Krystal files for Chapter 11 protection

April 2020  |  DEALFRONT  |  BANKRUPTCY & CORPORATE RESTRUCTURING

Financier Worldwide Magazine

April 2020 Issue


Fast food restaurant chain Krystal Company filed for Chapter 11 bankruptcy protection in January, citing debts of between $50m and $100m.

The company, which filed its petition in the bankruptcy court in the Northern District of Georgia, listed 30 unsecured creditors, with the largest being The Tombras Group media agency at $4.2m. At the time of the filing, Krystal employed 4890 employees in restaurants across at least nine states, including Georgia, Tennessee, Alabama, Florida, Kentucky, Mississippi, North Carolina, South Carolina and Arkansas.

“Both company operated and franchised Krystal restaurants will remain open and operating as usual and our customers can expect to continue to enjoy the same great food and service that they have come to expect from us,” the company said in a statement announcing its filing. “The actions we are taking are intended to enable Krystal to establish a stronger business for the future and to achieve a restructuring in a fast and efficient manner. We are pleased to be ready to move toward a brighter future for the brand and have the support of our stakeholders.”

“Shifting consumer tastes and preferences, growth in labour and commodity costs, increased competition, and unfavourable lease terms” were cited by Jonathan Tibus, Krystal’s chief restructuring officer, as driving factors behind the company’s bankruptcy, in a court filing. Mr Tibus also mentioned “the proliferation of fast casual restaurants as well as online delivery platforms” and “increasing difficulty finding and retaining qualified employees in the current labour market”.

The bankruptcy filing, the company’s second in 23 years, was the latest stage in Krystal’s attempted restructuring. In November, the company announced a management shakeup which saw both its then-president and chief executive Paul Macaluso and chief financial officer Berry Epley leave. Industry veteran Tim Ward was appointed president and chief operating officer. Bruce Vermilyea was named chief financial officer.

:: TASKS TO COMPLETE ::
1. From the Krystal bankruptcy article, reproduce the passage starting at "Financier Worldwide Magazine" and ending at "between $50m and $100m.".
2. Name every person the Krystal bankruptcy article mentions by name.

:: MATERIAL PROVIDED ::
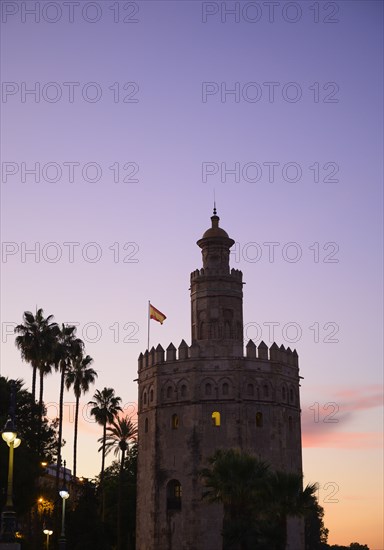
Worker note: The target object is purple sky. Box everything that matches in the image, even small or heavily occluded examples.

:: EXERCISE RESULTS ::
1.
Financier Worldwide Magazine

April 2020 Issue


Fast food restaurant chain Krystal Company filed for Chapter 11 bankruptcy protection in January, citing debts of between $50m and $100m.

2. Jonathan Tibus, Paul Macaluso, Berry Epley, Tim Ward, Bruce Vermilyea